== Assigned task ==
Copy the whole listing below exactly.

+++ The data

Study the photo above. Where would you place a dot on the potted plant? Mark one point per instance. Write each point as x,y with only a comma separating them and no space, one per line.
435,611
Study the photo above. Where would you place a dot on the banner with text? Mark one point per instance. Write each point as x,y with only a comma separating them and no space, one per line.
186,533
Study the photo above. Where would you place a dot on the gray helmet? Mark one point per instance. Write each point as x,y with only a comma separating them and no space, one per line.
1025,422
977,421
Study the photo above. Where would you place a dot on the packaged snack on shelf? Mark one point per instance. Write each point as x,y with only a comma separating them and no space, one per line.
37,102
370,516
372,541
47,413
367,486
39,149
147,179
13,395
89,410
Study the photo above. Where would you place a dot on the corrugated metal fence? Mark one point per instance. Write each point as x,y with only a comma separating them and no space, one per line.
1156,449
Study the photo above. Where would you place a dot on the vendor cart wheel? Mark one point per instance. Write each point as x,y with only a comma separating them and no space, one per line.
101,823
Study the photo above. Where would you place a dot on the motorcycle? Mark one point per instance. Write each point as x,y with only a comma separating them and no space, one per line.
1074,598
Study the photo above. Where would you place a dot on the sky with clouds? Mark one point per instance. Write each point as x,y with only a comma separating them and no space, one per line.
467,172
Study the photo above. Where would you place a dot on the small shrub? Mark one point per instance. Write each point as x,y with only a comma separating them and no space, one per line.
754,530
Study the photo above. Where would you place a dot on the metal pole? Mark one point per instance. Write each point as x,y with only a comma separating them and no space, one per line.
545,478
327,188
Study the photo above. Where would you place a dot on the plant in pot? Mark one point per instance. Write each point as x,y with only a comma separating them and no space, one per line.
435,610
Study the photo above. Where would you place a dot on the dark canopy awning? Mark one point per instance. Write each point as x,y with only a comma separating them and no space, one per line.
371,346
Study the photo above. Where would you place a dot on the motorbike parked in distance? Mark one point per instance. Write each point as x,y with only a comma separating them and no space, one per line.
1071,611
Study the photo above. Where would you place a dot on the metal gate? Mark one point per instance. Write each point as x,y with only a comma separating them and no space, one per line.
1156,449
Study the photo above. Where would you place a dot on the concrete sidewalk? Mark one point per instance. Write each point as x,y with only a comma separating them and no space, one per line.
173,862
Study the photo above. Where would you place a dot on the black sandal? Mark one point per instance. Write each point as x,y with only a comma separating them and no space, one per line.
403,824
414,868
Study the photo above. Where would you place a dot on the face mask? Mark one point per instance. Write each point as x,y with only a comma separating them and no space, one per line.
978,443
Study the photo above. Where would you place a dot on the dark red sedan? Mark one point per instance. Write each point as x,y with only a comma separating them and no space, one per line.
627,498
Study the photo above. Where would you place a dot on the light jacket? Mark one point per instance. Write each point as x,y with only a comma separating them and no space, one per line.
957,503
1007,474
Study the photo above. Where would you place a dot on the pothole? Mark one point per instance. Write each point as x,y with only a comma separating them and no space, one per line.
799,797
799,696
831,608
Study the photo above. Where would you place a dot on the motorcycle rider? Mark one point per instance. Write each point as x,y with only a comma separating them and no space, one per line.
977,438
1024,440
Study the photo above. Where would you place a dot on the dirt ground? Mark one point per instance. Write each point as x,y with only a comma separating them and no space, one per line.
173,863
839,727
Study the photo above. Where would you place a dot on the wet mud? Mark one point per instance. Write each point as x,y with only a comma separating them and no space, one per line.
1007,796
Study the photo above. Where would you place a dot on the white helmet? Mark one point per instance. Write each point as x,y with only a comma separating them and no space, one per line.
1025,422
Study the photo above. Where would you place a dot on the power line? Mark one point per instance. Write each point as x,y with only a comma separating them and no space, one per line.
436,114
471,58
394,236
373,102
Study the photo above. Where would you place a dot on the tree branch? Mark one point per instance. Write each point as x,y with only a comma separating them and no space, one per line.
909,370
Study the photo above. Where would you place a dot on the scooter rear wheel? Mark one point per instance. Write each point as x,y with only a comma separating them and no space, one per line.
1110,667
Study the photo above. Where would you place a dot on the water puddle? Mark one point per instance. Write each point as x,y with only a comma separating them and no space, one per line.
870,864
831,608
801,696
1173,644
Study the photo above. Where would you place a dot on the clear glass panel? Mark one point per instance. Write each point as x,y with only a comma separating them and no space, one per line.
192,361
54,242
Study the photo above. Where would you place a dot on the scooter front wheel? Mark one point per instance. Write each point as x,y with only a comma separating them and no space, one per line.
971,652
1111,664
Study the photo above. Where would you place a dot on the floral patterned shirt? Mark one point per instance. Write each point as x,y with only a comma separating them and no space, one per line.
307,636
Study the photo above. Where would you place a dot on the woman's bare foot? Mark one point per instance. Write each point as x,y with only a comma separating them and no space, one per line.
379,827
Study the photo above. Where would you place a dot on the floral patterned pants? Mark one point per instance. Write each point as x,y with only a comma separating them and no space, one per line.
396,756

++++++

== Solution to this exercise ==
Study the photo above. Where would you place a dot on the potted plant? Mark one point per instance. Write each point as x,y with only a comma separating them and no space, one per line.
435,611
Study the photo above. Where would you place a dot on the banner with text? Mark one point per instance. Write each point as x,y with only a comma separating them and no space, one per line.
186,533
Study the photo above. Where would you place a dot on the gray helmet? Mark one point per instance. Write each point as x,y with only a comma separating them and no space, one per line.
1025,422
977,421
Study the photo above. Where would you place a dot on the packaged snack on shelf? Mark one point per instance. Write each point as x,y with only a comma separating them and no space, one per line.
37,102
370,516
372,541
47,413
367,486
39,149
147,179
13,395
89,410
Study the photo above. Where would you place a dot on the corrugated metal fence? Mark one point per instance. Write each point as x,y with only a comma separating them and no space, one per line.
1156,449
Study the photo above. Where would you place a dot on the vendor cart wheel? Mark one point per instance. Write each point as x,y with only a comma separating them and no space, one per line.
101,823
Study the photo above. Where would you place a dot on the motorcycle? Mark one point per instance. Write each point as x,y with only a comma separating them and no space, one per line.
1074,598
Study the photo above. Where would you place a dot on the sky with clouds? Mark one point per instance. Write each point as x,y with only a comma separating them and no space, one per line.
467,172
Study the photo above. Where would you place a dot on the small shrub? Mark one point per instance. Write each point as x,y with only a comma separating them and no space, one per line.
754,530
Study the photo above. Where would you place a dot on the metal pole? Mark one point per instance. Write each point as x,y with only a comma separating them and no space, one per line.
545,478
327,188
Study the photo above. Where would you place a dot on the plant in pot? Mark one point per instance. Write each point as x,y with only a comma separating them and no space, one per line.
435,610
Study the photo above. Where would you place a dot on the dark canopy awning? Mark one point per instance. Write each point as x,y with only a comma separating them and no space, one per line.
371,346
Study the photo above. Where would you place a dot on the motorbike parked in distance? Mark one point per instance. Write each point as x,y with only a comma separating them and no space, one per line.
1071,611
Study the photo above. Where would you place a dot on the metal gate? Mark one point per instance. Write each point as x,y with only a comma separating them and no space, one per line.
1156,449
Study the photo above. Where would you place a dot on the concrete sidewalk? Mark one point per instance. Write each point as x,y with only a comma separating them and no space, one per line.
173,862
Study the photo above. Where would you place a dot on the black sandal? Mark one point per instance. Write each point as x,y with only a comma separating them and no space, one per line.
403,824
414,868
Study the photo above. Where would you place a dot on the face mask? Mark one point per instance. Write each point as x,y with only a comma separating them and no space, one per line.
978,443
Study the photo above. Where would you place a dot on the dark red sedan? Mark one point per instance. Write each point as x,y with only a comma separating them and no space, one per line.
627,498
Study the photo above. Where would you place a dot on the light jacket? Mark one point per instance. Write each point as x,y with only a comma separating them and no space, one per line.
957,503
1007,474
Study the photo above. Where would you place a dot on the pothole? Mark one point per instance. Write each point as x,y with only a comma separating them and no space, one per line.
799,797
799,696
831,608
Study the photo above. Where would you place a dot on the motorcycle rider? Mark one point per instance. Write each point as x,y with only a comma separating them and no space, one per line.
977,438
1024,440
Study the photo above. Where would you place a dot on the dirt ground? Mark one point per instance. Write each point as x,y with only a comma separating them and no space, one per line.
173,863
839,727
Study the photo above. Where would you place a dot on the wet mud? Mark one point per instance. Write each point as x,y with only a comma separating them and no space, one per line.
1007,796
Study the photo above. Where would you place a dot on the white helmet? Mark one point per instance. Write each point as x,y with only a comma separating them and no space, one per line.
1025,422
Study the photo above. Where would you place a dot on the power line? Mark one point per instance. Write each point as x,y with only a comma separating them and no space, one per line.
436,114
471,58
394,236
373,102
Study the photo above. Where would you place a dot on the tree branch? Mark one point per instance. Write each point as x,y with only a comma separating them and no space, one per line.
909,370
Study the photo above. Where would you place a dot on the scooter rear wheel? Mark one point per instance. Write each point as x,y with only a comma separating them and no space, one per line.
1110,667
Study the photo above. Where would you place a dot on the water puddle? Mark one point per instance. Write each point as x,y with only a comma separating them and no space, one per line.
870,864
831,608
801,696
1173,644
Study the photo above. Where would you place a dot on the clear glass panel? Mark one point per instance. Write each point as x,y with only a comma separating them and no space, one per line.
192,361
54,242
Study the photo above. Where would you place a dot on the scooter front wheel? Mark one point per instance. Write each point as x,y with only a comma separating them and no space, one per line.
971,652
1111,664
Study the photo above. Where would you place a dot on the floral patterned shirt? Mark one point per instance. Write each point as x,y with only a comma separating them and no space, one per line.
307,636
Study the photo above. Where would you place a dot on the woman's bare foot? Mark one point per instance. Write each point as x,y with only a comma separating them and no space, one per line.
379,827
Study the photo above. Where would you place a dot on the floral patterned pants? Mark one point per instance. Write each point as x,y with only a comma separating them and no space, one per line.
396,756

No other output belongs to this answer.